# Brief
Return every row below word for word, without changing anything.

# Given records
*****
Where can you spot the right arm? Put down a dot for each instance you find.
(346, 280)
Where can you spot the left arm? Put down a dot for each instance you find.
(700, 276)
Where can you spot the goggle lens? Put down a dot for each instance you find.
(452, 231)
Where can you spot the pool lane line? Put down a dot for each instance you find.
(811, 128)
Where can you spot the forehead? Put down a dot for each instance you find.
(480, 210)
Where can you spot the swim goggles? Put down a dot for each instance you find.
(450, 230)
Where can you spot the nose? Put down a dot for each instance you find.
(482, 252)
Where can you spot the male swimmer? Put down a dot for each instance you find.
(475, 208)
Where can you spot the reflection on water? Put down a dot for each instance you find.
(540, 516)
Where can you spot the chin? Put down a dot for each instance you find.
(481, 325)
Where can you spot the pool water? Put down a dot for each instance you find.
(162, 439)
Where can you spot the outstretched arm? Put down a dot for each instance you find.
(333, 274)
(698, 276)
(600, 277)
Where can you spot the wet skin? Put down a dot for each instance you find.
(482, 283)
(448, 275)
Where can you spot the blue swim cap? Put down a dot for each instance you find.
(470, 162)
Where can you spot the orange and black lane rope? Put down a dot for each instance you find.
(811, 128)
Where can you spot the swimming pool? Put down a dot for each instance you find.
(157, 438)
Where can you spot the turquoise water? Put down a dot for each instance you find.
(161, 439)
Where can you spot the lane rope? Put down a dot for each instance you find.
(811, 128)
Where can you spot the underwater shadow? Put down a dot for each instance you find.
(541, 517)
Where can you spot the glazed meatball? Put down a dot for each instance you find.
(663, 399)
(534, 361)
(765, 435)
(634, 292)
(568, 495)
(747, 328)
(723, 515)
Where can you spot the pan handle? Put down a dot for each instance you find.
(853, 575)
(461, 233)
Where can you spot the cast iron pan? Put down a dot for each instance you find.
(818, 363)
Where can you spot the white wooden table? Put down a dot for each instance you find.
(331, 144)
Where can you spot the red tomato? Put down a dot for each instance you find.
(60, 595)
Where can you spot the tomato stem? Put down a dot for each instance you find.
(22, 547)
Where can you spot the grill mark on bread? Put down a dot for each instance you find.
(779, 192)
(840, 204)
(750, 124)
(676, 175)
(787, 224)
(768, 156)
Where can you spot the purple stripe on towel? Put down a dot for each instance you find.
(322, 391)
*****
# Reply to the exercise
Where can you spot the right arm? Put down a dot for each instance you find.
(346, 280)
Where can you spot the left arm? Put down a dot for each instance you find.
(700, 276)
Where can you spot the goggle lens? Put down a dot for each instance you find.
(452, 231)
Where can you spot the pool lane line? Put down a dot for each instance you find.
(811, 128)
Where can you spot the forehead? Put down a dot for each instance you find.
(480, 210)
Where can you spot the swim goggles? Put down a dot for each instance you find.
(450, 230)
Where can you spot the nose? Put down a dot for each instance you find.
(482, 252)
Where can you spot the male swimmer? Put down a dot for each instance you find.
(475, 208)
Where can you spot the reflection on water? Put down a dot for each instance you find.
(540, 516)
Where can you spot the chin? Put down a dot for each instance you find.
(481, 325)
Where can you spot the pool water? Put down a dot for each instance you find.
(162, 439)
Where can you spot the outstretched arm? Put down a dot for each instance you find.
(333, 274)
(698, 276)
(600, 277)
Where can you spot the wet skin? Put down a dot for each instance you find.
(482, 283)
(448, 275)
Where can you spot the blue swim cap? Put down a dot for each instance you find.
(470, 162)
Where can you spot the orange and black lane rope? Put down a dot for each instance you find.
(811, 128)
Where can you spot the swimming pool? Put down a dot for each instance you find.
(157, 438)
Where can you spot the turquoise water? Put down a dot for each instance you find.
(161, 439)
Where can you spot the lane rope? Put down a dot for each instance you find.
(811, 128)
Where can you spot the underwater shadow? Put down a dot for each instance you find.
(541, 517)
Where can you spot the glazed meatball? Put down a dot for each instance you find.
(663, 399)
(534, 361)
(765, 435)
(634, 292)
(568, 495)
(747, 328)
(723, 515)
Where can you spot the pan handle? Put down a dot for each instance you find.
(853, 575)
(461, 233)
Where can you spot the cast iron pan? Put down a dot for each instance you find.
(818, 363)
Where can you spot the white wooden table? Put down a dot for each instance you find.
(331, 144)
Where can you spot the red tomato? Put down a dot for each instance you find.
(60, 595)
Where can you spot the tomato stem? Put down a dot for each instance you find.
(22, 547)
Where can you spot the grill mark on bread? Put down a dot for each instance you find.
(779, 192)
(840, 204)
(750, 124)
(676, 175)
(787, 224)
(768, 156)
Where can you spot the purple stripe on towel? Put down a dot for each instance you find.
(322, 391)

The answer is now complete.